__PAGE__:
ITALY | Friday, 13 April 2007 | Views [478]

I heard people who have been there say that nothing can prepare you for the Vatican. Yet still I had to come prepared for it. I arrived at exactly 8 am only to be greeted by a long, long, lone line of people who were ahead of me. The line snaked its way around the walls of the Vatican. Finding the end of the line was a tour of the walls in itself. I took a deep breath and lined up. After 2 hours of standing in line, we were finally moving, albeit at a snail's pace. But it was better than waiting and just standing. Nearing the entrance, I saw a glimpse of the inside of the Vatican. Surprisingly, it was modern. Much like how the lobby of MOMA NY looks like. But the comparison stops at the lobby. Deep inside the museum was like being brought back in time, when the Catholic Church as at the height of its power. Corridors and corridors of tapestries, sculptures and paintings. Ceiling after ceiling of frescoes. Every nook and cranny covered in priceless art. It was impressive, grand and an assault to one's senses. I have never seen such a vast collection of art. To think that my guidebook tells me that what's on display is only about 20% of the Vatican's collection. I wondered where they stored the 80%. Hmmm... 

My main mission was to see the Sistine Chapel. Getting there was a maze of more corridors and more art. There were directional signages yet it seemed like you're never nearer as you enter another corridor. I knew I entered the Chapel when I noticed a multitude of people in silence looking up at the ceiling and just marveling. I looked up and saw for myself the most famous frescoes in the world. To be honest, I wasn't as impressed as I should be. It seemed much more diminished compared to the larger than life hype I imagined it to be seeing the photos. But I had to hand it to Michelangelo for a job well done. What was amusing though was the way the silence of the people would transform into a unison of chatter only for the guards to hush them down to silence once again. And it was a cycle of silence, chatter, hushing and silence once again. Funny.

The end of my Vatican museum tour was the start of my walk towards the basilica of St. Peter's. You'd think that once inside, it's easy to go to the basilica. Well, apparently not. Going there meant going outside the Vatican and seeing the line where I once was. The line was longer this time. I really felt for the people, who were under the hot spring sun, beating the 12 noon closing because that was me a few hours earlier.

[Image location labeling entries]
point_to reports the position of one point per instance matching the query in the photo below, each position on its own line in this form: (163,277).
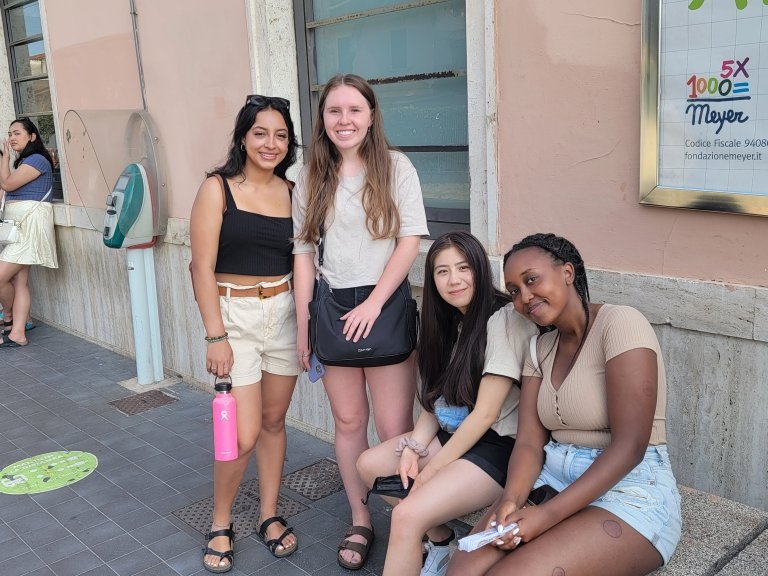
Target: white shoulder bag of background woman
(9,230)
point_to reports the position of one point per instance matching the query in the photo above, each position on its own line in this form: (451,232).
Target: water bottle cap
(223,386)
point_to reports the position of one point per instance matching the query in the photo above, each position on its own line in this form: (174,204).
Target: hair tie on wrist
(214,339)
(408,442)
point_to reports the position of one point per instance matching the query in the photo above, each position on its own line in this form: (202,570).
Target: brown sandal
(361,549)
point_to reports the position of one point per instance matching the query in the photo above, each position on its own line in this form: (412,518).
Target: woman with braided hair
(591,427)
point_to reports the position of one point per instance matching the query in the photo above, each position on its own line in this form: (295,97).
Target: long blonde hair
(383,220)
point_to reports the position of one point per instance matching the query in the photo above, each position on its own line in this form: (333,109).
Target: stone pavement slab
(750,561)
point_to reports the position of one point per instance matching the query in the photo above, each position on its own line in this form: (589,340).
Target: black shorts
(490,453)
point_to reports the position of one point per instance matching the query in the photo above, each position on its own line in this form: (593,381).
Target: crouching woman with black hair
(592,426)
(470,356)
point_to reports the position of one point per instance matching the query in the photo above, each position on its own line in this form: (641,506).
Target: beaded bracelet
(214,339)
(408,442)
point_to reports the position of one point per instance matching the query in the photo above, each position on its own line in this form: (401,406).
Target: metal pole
(135,26)
(139,312)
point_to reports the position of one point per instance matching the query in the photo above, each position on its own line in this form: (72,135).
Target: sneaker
(437,560)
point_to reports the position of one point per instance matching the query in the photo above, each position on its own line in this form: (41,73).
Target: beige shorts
(262,334)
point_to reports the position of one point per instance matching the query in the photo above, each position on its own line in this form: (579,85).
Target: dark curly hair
(561,250)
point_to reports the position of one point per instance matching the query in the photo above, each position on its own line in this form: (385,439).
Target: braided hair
(561,251)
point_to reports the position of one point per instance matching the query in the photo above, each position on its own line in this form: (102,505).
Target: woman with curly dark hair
(242,267)
(28,203)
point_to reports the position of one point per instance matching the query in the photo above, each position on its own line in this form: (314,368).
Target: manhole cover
(316,481)
(46,472)
(245,510)
(138,403)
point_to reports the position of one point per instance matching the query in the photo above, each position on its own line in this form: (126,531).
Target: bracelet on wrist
(408,442)
(214,339)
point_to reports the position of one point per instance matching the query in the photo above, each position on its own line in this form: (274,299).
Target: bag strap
(39,203)
(321,249)
(534,353)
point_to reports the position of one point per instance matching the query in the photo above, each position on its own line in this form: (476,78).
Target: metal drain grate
(245,510)
(316,481)
(138,403)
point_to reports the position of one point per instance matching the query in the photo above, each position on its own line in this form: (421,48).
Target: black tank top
(252,244)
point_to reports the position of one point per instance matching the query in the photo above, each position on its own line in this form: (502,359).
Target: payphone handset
(128,222)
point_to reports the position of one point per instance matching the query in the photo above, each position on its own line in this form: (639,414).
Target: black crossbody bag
(391,340)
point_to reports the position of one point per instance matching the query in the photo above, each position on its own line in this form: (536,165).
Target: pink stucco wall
(196,69)
(568,149)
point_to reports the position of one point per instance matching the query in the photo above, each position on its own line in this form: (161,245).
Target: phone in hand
(541,494)
(316,369)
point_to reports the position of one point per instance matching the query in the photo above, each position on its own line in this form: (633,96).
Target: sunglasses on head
(273,101)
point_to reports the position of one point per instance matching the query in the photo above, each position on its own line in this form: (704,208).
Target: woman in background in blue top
(28,201)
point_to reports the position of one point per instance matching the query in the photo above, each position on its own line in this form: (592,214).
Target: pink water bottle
(224,422)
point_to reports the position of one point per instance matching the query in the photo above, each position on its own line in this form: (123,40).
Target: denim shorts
(647,498)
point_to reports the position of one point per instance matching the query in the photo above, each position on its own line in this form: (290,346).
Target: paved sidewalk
(143,510)
(145,507)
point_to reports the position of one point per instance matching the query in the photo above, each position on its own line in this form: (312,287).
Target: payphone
(128,222)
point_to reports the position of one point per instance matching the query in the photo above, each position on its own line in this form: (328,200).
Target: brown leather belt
(258,292)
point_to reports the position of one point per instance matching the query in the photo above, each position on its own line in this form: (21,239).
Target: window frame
(440,219)
(5,7)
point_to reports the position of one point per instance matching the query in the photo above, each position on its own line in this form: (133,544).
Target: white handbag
(9,230)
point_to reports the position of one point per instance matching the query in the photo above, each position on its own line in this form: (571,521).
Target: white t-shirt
(351,256)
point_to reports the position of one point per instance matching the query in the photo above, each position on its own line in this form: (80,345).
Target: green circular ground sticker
(46,472)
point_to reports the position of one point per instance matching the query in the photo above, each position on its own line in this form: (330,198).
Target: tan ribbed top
(577,413)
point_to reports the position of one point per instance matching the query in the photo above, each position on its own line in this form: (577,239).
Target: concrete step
(719,537)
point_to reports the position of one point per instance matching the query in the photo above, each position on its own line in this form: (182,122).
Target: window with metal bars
(415,56)
(23,31)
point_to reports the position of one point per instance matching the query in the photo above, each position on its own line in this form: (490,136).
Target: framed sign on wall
(704,110)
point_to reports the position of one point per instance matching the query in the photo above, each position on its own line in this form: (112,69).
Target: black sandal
(226,555)
(275,542)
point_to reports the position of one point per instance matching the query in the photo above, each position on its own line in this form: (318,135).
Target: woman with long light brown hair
(364,199)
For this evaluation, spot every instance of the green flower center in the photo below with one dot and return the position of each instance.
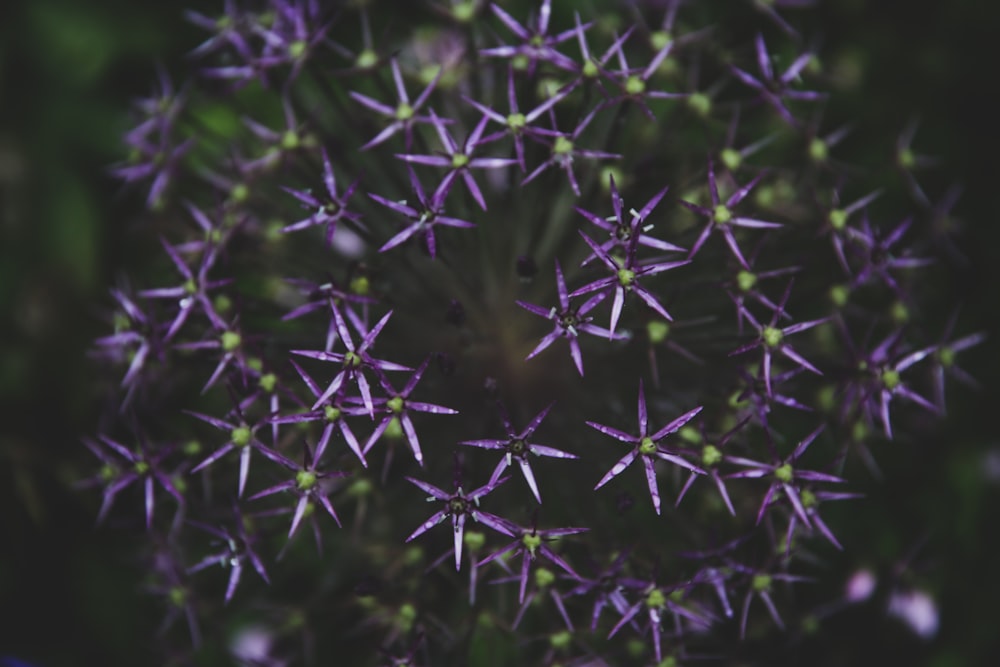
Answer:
(890, 379)
(464, 12)
(268, 382)
(394, 431)
(711, 456)
(240, 436)
(839, 294)
(531, 543)
(838, 219)
(360, 285)
(297, 49)
(771, 336)
(635, 86)
(404, 112)
(544, 578)
(657, 330)
(230, 341)
(561, 640)
(655, 599)
(721, 214)
(474, 540)
(660, 39)
(626, 277)
(562, 146)
(240, 193)
(305, 480)
(517, 122)
(366, 59)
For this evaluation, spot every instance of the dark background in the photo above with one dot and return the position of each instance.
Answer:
(68, 70)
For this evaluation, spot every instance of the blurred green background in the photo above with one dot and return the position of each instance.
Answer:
(68, 69)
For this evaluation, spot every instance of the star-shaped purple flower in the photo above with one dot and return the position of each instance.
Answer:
(516, 446)
(569, 322)
(648, 447)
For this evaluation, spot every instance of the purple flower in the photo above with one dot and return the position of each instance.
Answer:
(353, 362)
(621, 229)
(772, 338)
(144, 465)
(624, 279)
(459, 506)
(880, 379)
(517, 124)
(656, 600)
(309, 484)
(229, 341)
(516, 446)
(295, 34)
(775, 88)
(784, 476)
(241, 436)
(569, 322)
(237, 548)
(328, 210)
(648, 447)
(564, 150)
(423, 218)
(633, 82)
(332, 413)
(536, 44)
(530, 543)
(878, 258)
(397, 407)
(710, 459)
(458, 161)
(193, 292)
(330, 296)
(721, 217)
(404, 116)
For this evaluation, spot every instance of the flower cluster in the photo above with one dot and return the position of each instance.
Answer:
(338, 235)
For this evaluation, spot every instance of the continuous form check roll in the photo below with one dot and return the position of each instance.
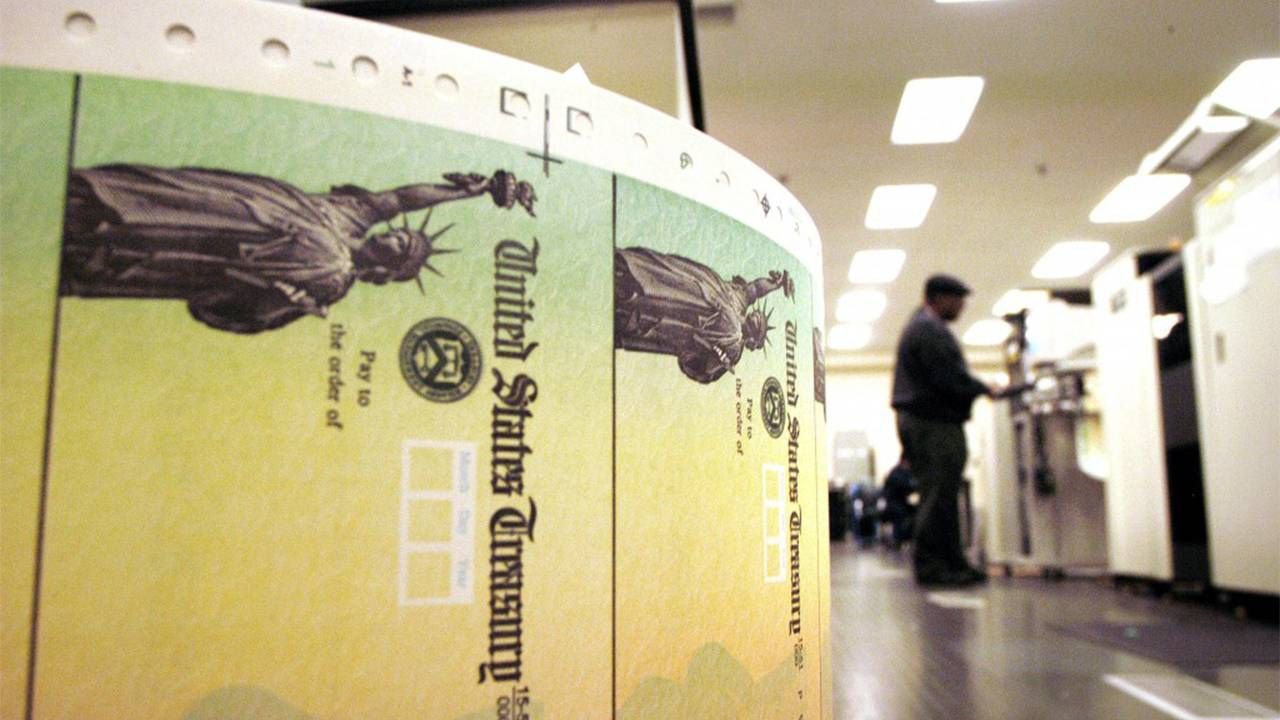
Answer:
(353, 373)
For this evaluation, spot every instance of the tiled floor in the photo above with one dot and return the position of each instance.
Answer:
(990, 652)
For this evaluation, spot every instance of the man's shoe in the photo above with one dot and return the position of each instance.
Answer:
(946, 579)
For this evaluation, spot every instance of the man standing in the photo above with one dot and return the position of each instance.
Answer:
(933, 395)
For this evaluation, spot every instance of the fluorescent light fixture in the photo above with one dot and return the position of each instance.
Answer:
(849, 336)
(876, 267)
(1258, 158)
(860, 306)
(1138, 197)
(987, 332)
(899, 206)
(1070, 259)
(1223, 124)
(935, 109)
(1018, 300)
(1253, 87)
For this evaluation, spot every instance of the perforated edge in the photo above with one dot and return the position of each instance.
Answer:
(301, 54)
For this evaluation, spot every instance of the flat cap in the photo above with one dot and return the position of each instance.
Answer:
(945, 285)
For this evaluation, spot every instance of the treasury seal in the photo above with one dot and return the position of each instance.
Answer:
(440, 360)
(773, 409)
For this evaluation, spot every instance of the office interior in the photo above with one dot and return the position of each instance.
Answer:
(1127, 505)
(1110, 190)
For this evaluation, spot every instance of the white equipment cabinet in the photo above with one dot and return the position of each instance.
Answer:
(1234, 278)
(1137, 493)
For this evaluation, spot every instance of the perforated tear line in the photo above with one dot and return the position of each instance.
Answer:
(275, 53)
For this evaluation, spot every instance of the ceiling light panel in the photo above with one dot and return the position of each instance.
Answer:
(987, 332)
(1138, 197)
(936, 109)
(1016, 300)
(849, 336)
(900, 206)
(876, 267)
(1253, 89)
(860, 305)
(1070, 259)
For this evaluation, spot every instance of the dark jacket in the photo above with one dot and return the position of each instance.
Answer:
(931, 377)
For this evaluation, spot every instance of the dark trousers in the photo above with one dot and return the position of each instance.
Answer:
(937, 452)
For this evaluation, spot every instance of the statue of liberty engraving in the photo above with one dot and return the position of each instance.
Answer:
(672, 305)
(247, 253)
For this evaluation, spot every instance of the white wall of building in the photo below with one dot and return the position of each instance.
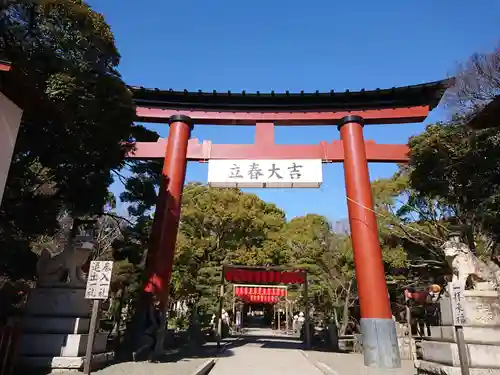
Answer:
(10, 119)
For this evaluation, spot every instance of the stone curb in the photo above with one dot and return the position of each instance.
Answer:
(205, 368)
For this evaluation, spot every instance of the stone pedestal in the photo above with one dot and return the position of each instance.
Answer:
(481, 334)
(56, 329)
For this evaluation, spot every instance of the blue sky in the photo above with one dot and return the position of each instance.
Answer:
(297, 45)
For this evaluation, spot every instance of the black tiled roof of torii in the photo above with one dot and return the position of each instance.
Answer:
(396, 97)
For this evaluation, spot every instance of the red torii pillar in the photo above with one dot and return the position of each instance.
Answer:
(380, 343)
(168, 209)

__DIRECTION 1__:
Answer these questions using the Vatican post:
(a) At what time did the writer arrive?
(b) According to the guidebook, about what share of the Vatican's collection is on display?
(c) What cycle repeated among the people in the Sistine Chapel?
__DIRECTION 2__:
Decide whether each statement agrees with the Vatican post. Answer yes or no, and quote the words from the post that settle it.
(a) The lobby of the Vatican museum looked old-fashioned.
(b) The writer found the Sistine Chapel frescoes less impressive than expected.
(c) The line was shorter when the writer passed it on the way to St. Peter's.
__DIRECTION 3__:
Continue the Vatican post past its final sentence.

__RESULT 1__:
(a) At exactly 8 am.
(b) About 20%.
(c) Silence, chatter, hushing, and then silence once again.

__RESULT 2__:
(a) No: "Surprisingly, it was modern."
(b) Yes: "To be honest, I wasn't as impressed as I should be."
(c) No: "The line was longer this time."

__RESULT 3__:
Entering the basilica through the massive columns that surround it, I knew that I was about to play witness to more grandness. It's one thing to say it, it's another thing to see it for yourself. From the rows of thousands of big columns, to the giant statues of saints that seemed to be watching us, from the people on the other side of the basilica who literally were ant-like in size, to the hundreds of white chairs being lined up for an event the following day, everything felt like they were being put together for people like me to feel dwarfed by the whole experience. It was impressive, intimidating and imposing rolled into one ball of confusion of just being in that wide space of a basilica. This definitely was the big league, the seat of power of what is probably the most influential religion on earth. And because I was sucked in to this experience already, I wanted to see, hear, feel, touch more. I had to go inside the church even if it meant lining up again. The sight of the Swiss guards provided a pleasant distraction from the wait to the front of the line. What greeted me were two massive doors to the entrance of the church. Again, inside was all about grandeur, high ceiling, giant marble statues and just wide open space. I surmised that a Boeing 747 could easily park itself inside. It could even measure its length using the markers on the floor of the different churches around the world, comparing the top ten churches vs. the mother of all churches that is St. Peter's. The golden canopy towards the end of the church was imposing. St. Peter's bronze statue was imposing. The bullet proof encased Pieta was imposing. Apparently, some deranged American tourist wanted a piece of the masterpiece and attempted to chop off a part of it. I don't blame him considering that this work of art was created by Michelangelo when he was only 23 years old. That guy's a genius if you ask me.

In all the churches I have visited so far in Europe, I have always made it a point to say a prayer of gratitude for this experience beauty first hand. And praying in St. Peter's felt the most special because it truly felt to be the House of God. As I meditated on what I have seen, absorbed and gotten in awe for, I realized that this feeling of intimidation or this feeling of being dwarfed by the grandeur of the Catholic Church had a latent yet purposive meaning to me. It made me think that no matter how we think of God, He will always be bigger than what we imagine him to be. This actually grounds me and is a humbling experience that amidst all these, I am just human after all, in the presence of God Almighty.